> **Activity**:
Starting at the top of the listing, extract every line up to and including the one with "the meat in". Pictures stay out of the copy.

> **Listed entries**:
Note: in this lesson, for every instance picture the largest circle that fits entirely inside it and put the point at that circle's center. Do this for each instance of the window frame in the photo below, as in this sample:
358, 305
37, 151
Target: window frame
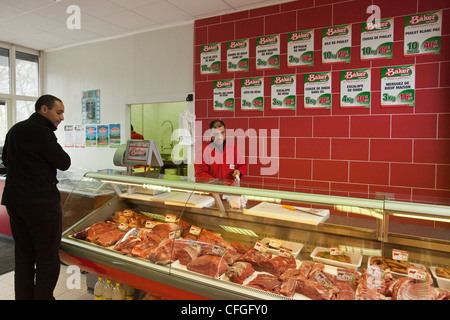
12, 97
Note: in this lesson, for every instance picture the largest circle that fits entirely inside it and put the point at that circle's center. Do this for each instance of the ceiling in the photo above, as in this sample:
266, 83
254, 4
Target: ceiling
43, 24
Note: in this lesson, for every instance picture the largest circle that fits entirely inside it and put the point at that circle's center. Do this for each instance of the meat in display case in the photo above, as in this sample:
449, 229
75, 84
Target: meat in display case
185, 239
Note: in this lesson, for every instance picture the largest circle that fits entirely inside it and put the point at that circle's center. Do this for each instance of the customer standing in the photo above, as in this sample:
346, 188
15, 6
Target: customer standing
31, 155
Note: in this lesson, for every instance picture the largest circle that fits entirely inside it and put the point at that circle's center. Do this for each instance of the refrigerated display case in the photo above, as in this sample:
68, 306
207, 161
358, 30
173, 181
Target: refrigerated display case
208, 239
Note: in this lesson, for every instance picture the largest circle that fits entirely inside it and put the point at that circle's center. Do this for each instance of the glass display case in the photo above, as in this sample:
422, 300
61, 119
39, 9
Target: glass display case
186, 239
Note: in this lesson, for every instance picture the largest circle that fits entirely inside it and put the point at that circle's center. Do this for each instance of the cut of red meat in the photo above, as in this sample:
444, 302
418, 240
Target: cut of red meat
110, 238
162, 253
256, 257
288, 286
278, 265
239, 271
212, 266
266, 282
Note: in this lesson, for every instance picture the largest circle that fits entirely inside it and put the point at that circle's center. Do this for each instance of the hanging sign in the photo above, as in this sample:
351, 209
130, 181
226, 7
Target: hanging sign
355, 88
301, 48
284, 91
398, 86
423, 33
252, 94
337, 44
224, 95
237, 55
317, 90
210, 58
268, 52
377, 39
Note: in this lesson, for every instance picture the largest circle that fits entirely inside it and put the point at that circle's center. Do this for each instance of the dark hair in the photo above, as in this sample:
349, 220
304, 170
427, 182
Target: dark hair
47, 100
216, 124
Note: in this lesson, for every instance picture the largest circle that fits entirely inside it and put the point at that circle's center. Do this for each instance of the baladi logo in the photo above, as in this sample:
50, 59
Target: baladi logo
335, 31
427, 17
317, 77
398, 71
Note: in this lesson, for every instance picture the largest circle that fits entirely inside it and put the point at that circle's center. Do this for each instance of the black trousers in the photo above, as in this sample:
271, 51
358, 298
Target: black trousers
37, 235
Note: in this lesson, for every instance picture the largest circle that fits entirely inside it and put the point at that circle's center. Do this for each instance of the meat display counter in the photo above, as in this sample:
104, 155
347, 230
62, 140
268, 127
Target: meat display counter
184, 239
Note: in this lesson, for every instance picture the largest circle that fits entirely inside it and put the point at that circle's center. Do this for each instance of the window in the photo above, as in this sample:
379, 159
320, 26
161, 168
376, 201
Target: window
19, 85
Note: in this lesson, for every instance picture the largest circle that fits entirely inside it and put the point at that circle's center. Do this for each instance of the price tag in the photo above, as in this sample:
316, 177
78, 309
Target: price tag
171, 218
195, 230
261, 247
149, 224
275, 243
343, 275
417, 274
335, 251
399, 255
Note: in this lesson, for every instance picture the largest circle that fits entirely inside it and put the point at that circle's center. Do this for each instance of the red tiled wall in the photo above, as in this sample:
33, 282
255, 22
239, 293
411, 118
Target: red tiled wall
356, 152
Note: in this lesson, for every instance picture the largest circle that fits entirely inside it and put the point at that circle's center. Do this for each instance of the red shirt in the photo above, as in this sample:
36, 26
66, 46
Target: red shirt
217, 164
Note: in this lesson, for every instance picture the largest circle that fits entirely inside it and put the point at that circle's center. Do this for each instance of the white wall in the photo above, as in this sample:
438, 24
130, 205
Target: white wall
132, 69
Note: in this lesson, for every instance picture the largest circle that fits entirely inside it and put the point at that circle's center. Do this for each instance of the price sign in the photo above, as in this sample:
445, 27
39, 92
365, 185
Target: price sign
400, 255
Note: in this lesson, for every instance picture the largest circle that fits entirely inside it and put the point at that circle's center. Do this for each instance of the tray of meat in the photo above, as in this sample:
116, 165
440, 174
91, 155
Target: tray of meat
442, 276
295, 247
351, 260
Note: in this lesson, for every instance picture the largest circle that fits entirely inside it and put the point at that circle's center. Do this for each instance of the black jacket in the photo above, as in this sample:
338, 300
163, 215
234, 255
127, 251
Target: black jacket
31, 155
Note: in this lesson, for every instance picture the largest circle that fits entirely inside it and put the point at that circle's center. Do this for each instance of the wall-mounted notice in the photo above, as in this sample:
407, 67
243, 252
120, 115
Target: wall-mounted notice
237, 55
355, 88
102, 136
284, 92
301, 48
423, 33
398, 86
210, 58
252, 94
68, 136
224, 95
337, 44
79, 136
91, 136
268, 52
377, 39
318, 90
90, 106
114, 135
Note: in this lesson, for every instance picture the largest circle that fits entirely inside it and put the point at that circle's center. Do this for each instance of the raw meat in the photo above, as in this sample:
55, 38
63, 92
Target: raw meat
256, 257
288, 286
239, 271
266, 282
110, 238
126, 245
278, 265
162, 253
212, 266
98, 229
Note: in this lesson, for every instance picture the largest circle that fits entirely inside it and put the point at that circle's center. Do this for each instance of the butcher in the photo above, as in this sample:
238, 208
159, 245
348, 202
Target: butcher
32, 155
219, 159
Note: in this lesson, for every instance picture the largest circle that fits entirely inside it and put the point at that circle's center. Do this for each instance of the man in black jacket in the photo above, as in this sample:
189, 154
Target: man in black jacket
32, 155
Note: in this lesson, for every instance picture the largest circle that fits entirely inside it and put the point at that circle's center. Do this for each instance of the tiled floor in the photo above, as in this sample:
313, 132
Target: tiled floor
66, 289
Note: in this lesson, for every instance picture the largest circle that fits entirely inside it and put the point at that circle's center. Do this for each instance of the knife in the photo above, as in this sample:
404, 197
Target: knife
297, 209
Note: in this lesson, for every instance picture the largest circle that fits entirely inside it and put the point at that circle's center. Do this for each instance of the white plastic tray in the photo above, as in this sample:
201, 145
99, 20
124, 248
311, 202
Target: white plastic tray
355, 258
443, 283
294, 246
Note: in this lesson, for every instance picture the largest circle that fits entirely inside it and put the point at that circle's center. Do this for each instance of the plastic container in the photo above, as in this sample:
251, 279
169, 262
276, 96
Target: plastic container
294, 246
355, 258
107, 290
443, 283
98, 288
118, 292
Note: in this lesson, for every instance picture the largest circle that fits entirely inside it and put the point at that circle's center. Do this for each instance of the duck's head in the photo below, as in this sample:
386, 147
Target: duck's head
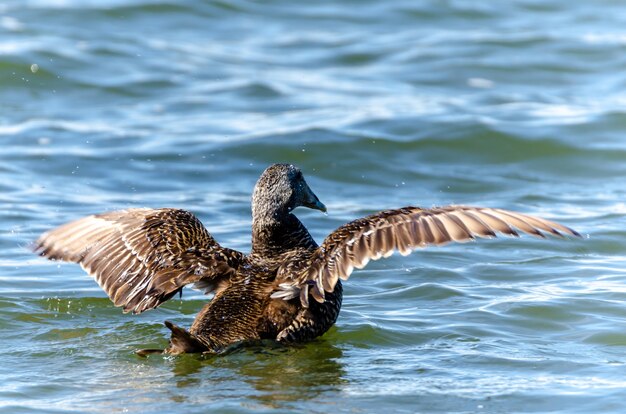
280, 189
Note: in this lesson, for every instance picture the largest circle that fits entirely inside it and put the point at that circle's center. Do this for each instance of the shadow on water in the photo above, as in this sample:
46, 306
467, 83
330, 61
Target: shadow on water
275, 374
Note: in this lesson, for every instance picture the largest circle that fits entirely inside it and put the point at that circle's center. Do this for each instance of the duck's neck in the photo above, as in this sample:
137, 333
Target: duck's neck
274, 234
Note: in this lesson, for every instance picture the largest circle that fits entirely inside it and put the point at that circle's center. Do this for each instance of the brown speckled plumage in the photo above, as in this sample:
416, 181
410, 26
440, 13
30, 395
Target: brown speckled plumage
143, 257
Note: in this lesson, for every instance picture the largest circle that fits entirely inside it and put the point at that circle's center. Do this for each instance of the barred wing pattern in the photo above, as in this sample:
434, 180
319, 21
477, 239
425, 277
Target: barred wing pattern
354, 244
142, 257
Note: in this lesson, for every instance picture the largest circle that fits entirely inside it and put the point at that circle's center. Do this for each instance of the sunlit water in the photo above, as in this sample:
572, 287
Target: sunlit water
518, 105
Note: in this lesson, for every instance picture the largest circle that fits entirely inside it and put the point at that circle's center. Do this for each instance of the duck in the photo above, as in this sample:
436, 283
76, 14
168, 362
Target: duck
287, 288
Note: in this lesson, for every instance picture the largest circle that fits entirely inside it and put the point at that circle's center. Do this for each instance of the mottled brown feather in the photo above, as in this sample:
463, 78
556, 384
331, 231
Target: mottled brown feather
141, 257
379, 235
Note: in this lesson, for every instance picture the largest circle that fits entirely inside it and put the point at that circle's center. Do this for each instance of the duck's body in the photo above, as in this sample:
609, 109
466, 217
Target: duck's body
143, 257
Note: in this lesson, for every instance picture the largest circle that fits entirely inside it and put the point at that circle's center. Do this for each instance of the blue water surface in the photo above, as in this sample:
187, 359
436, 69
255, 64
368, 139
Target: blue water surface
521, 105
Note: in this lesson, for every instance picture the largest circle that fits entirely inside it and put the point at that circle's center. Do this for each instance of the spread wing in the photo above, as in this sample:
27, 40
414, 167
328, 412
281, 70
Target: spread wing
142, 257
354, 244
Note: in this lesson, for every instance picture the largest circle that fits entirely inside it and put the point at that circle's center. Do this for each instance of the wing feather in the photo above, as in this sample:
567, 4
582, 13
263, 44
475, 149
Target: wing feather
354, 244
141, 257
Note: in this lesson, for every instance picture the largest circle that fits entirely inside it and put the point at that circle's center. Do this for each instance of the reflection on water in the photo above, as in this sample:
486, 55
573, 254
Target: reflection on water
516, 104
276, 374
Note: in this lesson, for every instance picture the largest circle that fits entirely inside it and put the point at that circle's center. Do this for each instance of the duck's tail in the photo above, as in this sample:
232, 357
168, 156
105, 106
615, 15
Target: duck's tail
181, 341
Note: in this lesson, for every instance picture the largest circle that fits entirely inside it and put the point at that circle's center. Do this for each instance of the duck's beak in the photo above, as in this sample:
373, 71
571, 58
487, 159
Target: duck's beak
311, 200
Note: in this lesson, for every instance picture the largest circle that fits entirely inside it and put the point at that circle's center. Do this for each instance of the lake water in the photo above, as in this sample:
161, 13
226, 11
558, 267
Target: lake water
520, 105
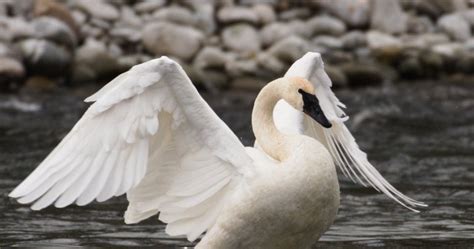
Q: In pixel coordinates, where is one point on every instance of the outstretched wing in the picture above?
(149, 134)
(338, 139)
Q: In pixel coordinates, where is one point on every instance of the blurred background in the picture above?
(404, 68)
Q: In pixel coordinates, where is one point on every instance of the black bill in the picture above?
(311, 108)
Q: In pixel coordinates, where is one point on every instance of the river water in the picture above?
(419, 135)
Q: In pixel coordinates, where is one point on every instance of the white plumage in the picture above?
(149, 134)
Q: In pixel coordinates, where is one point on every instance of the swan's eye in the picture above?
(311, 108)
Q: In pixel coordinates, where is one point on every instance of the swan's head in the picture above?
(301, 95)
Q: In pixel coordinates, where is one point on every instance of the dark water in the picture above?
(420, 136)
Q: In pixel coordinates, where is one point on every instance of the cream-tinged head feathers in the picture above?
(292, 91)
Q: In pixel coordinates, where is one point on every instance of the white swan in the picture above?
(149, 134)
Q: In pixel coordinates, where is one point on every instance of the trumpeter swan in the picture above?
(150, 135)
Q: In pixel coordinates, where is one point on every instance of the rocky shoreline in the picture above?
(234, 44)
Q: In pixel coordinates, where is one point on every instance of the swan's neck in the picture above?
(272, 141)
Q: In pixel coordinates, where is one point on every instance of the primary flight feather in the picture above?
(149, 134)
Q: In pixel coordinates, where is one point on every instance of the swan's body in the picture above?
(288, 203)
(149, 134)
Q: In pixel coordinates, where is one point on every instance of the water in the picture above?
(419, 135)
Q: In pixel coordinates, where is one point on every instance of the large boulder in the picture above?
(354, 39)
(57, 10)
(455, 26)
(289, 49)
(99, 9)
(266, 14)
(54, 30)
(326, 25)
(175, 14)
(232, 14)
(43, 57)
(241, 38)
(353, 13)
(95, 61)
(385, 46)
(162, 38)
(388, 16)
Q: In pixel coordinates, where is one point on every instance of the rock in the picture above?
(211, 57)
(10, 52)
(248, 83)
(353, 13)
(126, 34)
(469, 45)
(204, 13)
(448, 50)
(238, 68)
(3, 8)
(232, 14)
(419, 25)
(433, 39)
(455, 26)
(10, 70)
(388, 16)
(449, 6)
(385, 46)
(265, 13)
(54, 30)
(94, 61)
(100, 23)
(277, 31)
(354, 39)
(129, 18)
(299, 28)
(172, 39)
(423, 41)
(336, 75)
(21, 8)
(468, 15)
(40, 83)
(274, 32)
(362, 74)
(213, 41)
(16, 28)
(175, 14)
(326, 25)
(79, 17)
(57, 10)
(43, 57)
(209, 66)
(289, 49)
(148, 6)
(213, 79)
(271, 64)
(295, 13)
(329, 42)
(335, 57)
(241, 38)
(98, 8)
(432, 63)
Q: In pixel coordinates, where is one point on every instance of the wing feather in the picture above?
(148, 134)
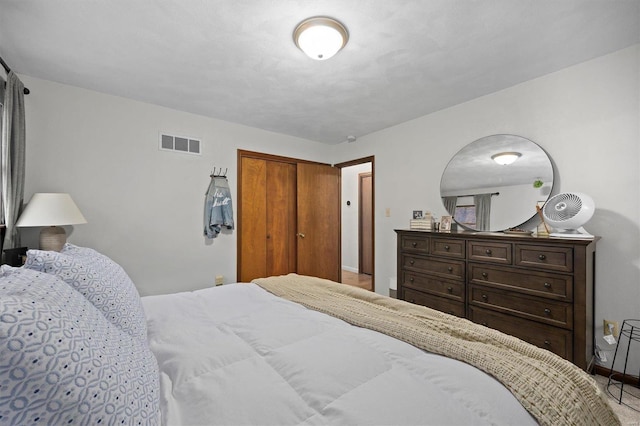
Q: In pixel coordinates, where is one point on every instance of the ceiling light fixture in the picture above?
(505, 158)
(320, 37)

> **Your response**:
Note: in this lesson, for every instance picture the largest circle that fits entirely inside it and put the point at that circle's center. Do this for each instance of the window frame in the photo below, as in this sample:
358, 305
37, 151
Target: window frame
12, 97
Note: in this lesson, for every instance picture the largest circle that fits entirely inside it and put the point at that circle's center. Do this for each instance of the ceiling in the photo above, as in this sample:
266, 83
254, 4
Target: ceiling
43, 24
Note: in this lesson, for every instance picture the largest circle that fits entirely inside it and put the point at that circle's center. Do this for each instance of the meat in display case in the photo above, as in this sample:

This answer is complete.